The problem is that they blithely assume its the same old, same old cyclical track diagramed in the Keynesian textbooks of yesteryear. Well, let’s see. Between 1985 and 2000, the adult civilian population (16 years +) grew by 34 million and the number of full time jobs increased by 26 million or by fully 76% of the population gain.

By contrast, during the fifteen years since the turn of the century, the adult population grew from 212 million to 250 million, but the number of full time jobs rose by only 6.2 million. In short, the nation gained 38 million more adult consumers, but only 15% of them have been employed as full-time producers. And that dismal trend is guaranteed to get worse because its baked into the demographic cake. That is, today’s 45 million retirees will become 75 million less than two decades down the road.
___
* _Your tasks_:
**a)** Reproduce the passage on jobs and population growth word for word, starting with "The problem is" and going on through "down the road.".
**b)** Answer these from the passage on jobs and population growth:
(i) By how much did the adult civilian population grow between 1985 and 2000?
(ii) By how many did full-time jobs rise in the fifteen years since the turn of the century?
(iii) How many retirees will there be less than two decades down the road?
**c)** Carry on the passage about jobs and population growth, picking up right after its last sentence.

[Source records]
___
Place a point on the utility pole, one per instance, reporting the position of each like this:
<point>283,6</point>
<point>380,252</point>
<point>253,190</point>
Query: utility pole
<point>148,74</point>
___
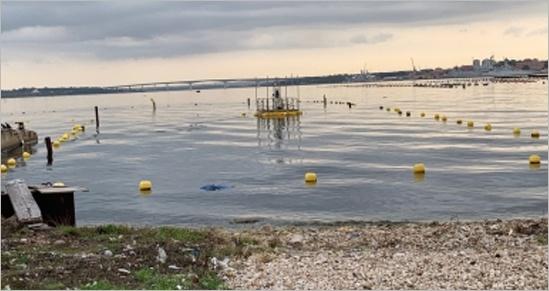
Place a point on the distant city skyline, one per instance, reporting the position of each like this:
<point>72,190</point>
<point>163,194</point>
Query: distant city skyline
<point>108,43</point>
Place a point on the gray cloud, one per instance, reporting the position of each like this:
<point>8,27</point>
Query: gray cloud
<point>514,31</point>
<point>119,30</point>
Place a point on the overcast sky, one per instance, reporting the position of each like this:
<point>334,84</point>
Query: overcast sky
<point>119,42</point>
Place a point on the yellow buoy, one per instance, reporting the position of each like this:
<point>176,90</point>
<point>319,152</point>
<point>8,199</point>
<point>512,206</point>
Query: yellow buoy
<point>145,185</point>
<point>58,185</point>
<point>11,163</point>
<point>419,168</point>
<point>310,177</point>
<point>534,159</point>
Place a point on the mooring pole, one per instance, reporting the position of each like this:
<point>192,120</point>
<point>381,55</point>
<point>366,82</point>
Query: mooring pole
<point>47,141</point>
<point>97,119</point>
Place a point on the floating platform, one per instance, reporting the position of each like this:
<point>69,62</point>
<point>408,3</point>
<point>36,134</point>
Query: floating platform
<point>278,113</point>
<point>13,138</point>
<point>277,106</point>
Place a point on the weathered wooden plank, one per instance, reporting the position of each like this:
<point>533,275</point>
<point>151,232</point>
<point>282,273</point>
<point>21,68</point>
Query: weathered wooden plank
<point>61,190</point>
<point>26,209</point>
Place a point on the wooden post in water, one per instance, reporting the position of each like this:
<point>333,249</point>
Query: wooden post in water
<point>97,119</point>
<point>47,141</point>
___
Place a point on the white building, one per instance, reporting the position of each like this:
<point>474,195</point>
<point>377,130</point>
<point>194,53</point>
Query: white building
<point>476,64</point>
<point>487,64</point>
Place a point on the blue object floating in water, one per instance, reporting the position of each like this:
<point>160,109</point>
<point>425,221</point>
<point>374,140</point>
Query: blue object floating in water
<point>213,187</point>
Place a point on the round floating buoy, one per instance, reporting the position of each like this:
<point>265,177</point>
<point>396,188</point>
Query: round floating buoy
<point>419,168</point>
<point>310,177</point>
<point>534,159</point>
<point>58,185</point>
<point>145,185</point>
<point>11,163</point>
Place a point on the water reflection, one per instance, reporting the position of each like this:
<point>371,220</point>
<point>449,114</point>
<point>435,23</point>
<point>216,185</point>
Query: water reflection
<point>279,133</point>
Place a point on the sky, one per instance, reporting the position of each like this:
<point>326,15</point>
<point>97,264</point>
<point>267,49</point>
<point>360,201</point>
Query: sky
___
* _Results in order_:
**a)**
The problem is that they blithely assume its the same old, same old cyclical track diagramed in the Keynesian textbooks of yesteryear. Well, let’s see. Between 1985 and 2000, the adult civilian population (16 years +) grew by 34 million and the number of full time jobs increased by 26 million or by fully 76% of the population gain.

By contrast, during the fifteen years since the turn of the century, the adult population grew from 212 million to 250 million, but the number of full time jobs rose by only 6.2 million. In short, the nation gained 38 million more adult consumers, but only 15% of them have been employed as full-time producers. And that dismal trend is guaranteed to get worse because its baked into the demographic cake. That is, today’s 45 million retirees will become 75 million less than two decades down the road.

**b)**
(i) 34 million
(ii) 6.2 million
(iii) 75 million

**c)**
In welfare state America its virtually certain that through one artifice or another taxes will go up and the national debt burden will rise to crushing heights in order to keep the baby boomers’ entitlements funded. While Keynesians and Wall Street stock peddlers are clueless about the implications of this – it actually doesn’t take too much common sense to get the drift. Namely, under a long-term path of fewer producers, higher taxes and more public debt, the prospects for rejuvenating the previous historically average rates of real output growth are somewhere between slim and none – to say nothing of the super-normal rates implied by the markets’ current bullish enthusiasm.

As we explained a few days ago, the growth rate of the US economy is in a profound downward trajectory. Based on even the deficient national income and products accounts (NIPA), the growth of real final sales has dropped from 3.6% per annum during the golden era of 1953-1971 to only half that level or 1.8% since the year 2000, and to only 1.1% since the pre-crisis peak in late 2007.

So absent the Fed massive money printing campaigns since 2000 and the resulting drastic falsification of financial prices, cap rates or PE multiples would be going down, not stretching into the nosebleed section of recorded history. But in a central bank driven casino, there is no honest price discovery or discounting of the forward prospects for business growth and profits. The only thing that is actually “priced-in” is the expected short-term actions by the FOMC—–where today the consensus quickly concluded that the dreaded day in which carry trade gamblers would be required to pony-up the onerous sum of 25 bps for their chips would be deferred until September.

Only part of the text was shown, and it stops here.